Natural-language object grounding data
● ● ● ●
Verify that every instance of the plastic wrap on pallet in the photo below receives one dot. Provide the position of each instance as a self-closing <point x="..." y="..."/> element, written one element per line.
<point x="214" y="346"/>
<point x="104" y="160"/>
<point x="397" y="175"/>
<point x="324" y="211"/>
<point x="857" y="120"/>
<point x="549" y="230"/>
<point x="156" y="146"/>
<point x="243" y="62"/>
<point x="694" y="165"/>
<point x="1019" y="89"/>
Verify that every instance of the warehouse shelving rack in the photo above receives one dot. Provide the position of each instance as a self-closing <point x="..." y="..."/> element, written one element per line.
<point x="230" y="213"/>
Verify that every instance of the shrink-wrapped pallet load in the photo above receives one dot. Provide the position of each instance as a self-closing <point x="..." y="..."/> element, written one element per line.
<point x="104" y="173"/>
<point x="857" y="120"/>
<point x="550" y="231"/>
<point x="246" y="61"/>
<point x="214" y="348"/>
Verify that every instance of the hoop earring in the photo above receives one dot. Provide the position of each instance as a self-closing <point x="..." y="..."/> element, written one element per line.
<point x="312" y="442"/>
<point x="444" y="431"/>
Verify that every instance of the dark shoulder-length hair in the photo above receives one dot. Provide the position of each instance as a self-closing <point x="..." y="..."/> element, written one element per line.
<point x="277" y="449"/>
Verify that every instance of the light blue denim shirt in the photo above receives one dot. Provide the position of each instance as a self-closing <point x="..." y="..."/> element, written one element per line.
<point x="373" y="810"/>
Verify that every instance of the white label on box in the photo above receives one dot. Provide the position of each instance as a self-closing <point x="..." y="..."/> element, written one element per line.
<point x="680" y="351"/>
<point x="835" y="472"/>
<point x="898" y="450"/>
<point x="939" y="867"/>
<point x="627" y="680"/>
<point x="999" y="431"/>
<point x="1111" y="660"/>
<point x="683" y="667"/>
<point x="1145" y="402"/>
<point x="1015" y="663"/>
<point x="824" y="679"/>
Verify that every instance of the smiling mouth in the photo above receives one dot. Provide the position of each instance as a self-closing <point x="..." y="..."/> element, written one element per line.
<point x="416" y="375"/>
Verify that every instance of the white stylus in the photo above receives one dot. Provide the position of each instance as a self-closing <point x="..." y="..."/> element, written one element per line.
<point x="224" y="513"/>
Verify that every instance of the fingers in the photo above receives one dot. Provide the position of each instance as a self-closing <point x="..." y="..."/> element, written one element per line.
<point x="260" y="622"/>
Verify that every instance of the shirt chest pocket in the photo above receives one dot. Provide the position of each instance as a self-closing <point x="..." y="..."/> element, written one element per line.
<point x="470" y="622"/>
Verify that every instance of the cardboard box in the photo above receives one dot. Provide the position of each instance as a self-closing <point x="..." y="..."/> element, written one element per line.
● ● ● ●
YOUR INSTRUCTIONS
Return each entry from above without altering a single character.

EXERCISE OUTPUT
Verify that every instance of the plastic wrap on pallet in the photo below receives one dot. Provide the position of each instance as a self-closing <point x="..." y="..."/> element, written one element per line.
<point x="214" y="346"/>
<point x="104" y="160"/>
<point x="397" y="175"/>
<point x="324" y="211"/>
<point x="857" y="120"/>
<point x="549" y="230"/>
<point x="156" y="146"/>
<point x="243" y="62"/>
<point x="694" y="165"/>
<point x="1019" y="89"/>
Verify that every instance of the warehouse shelving rack in the photo above receives one dot. Provide the position of each instance as a self-closing <point x="..." y="..."/> element, written one element per line.
<point x="230" y="213"/>
Verify that every instance of the shrink-wrapped pallet load in the photo above receives one dot. Provide the position of each instance as a self-closing <point x="..." y="..."/> element, written one element per line.
<point x="104" y="173"/>
<point x="857" y="120"/>
<point x="550" y="231"/>
<point x="246" y="61"/>
<point x="214" y="348"/>
Verify that every instance of the hoop earring in the photo above receives one dot. Provide the position of each instance as a self-closing <point x="..." y="..."/> element, written one element per line.
<point x="312" y="442"/>
<point x="444" y="431"/>
Verify that every instance of the dark shoulder-length hair in the photo above receives one dot. Provide the position of each instance as a self-closing <point x="..." y="..."/> element, written one element per line.
<point x="277" y="449"/>
Verify that every instance of the light blue denim shirt in the photo above receives one dot. Provide the position of each instance as a self-closing <point x="..." y="..."/> element, written one element per line.
<point x="373" y="810"/>
Verify that every instance of the white label on box in the photo above receives one dot. Provide the position of each instance as a self-closing <point x="..." y="..."/> element, written one element per line.
<point x="680" y="351"/>
<point x="835" y="472"/>
<point x="898" y="450"/>
<point x="939" y="867"/>
<point x="627" y="680"/>
<point x="999" y="431"/>
<point x="1111" y="660"/>
<point x="683" y="667"/>
<point x="1145" y="402"/>
<point x="1015" y="663"/>
<point x="824" y="679"/>
Verify that every instance of the smiling mouth in the photo above receives one dot. Provide the position of each instance as a self-closing <point x="..." y="..."/> element, written one element per line.
<point x="416" y="375"/>
Verify that every instance of the white stylus in the photo above receives one dot. Provide the position of each instance as a self-closing <point x="..." y="..."/> element, written one element per line.
<point x="224" y="513"/>
Verify that every instance of the fingers in the photo above receives one dot. Provide the position of each instance as a self-closing <point x="..." y="..."/> element, written one element per line.
<point x="260" y="622"/>
Verify that every instance of the shirt chest pocket in the photo above receives one dot. Provide the position of each instance as a self-closing <point x="..." y="..."/> element, written one element per line.
<point x="470" y="622"/>
Verify that every instance of the cardboard box in the photo above receives one dot. Provide the position of each instance as a self-closing <point x="..." y="..."/> element, written one element per line.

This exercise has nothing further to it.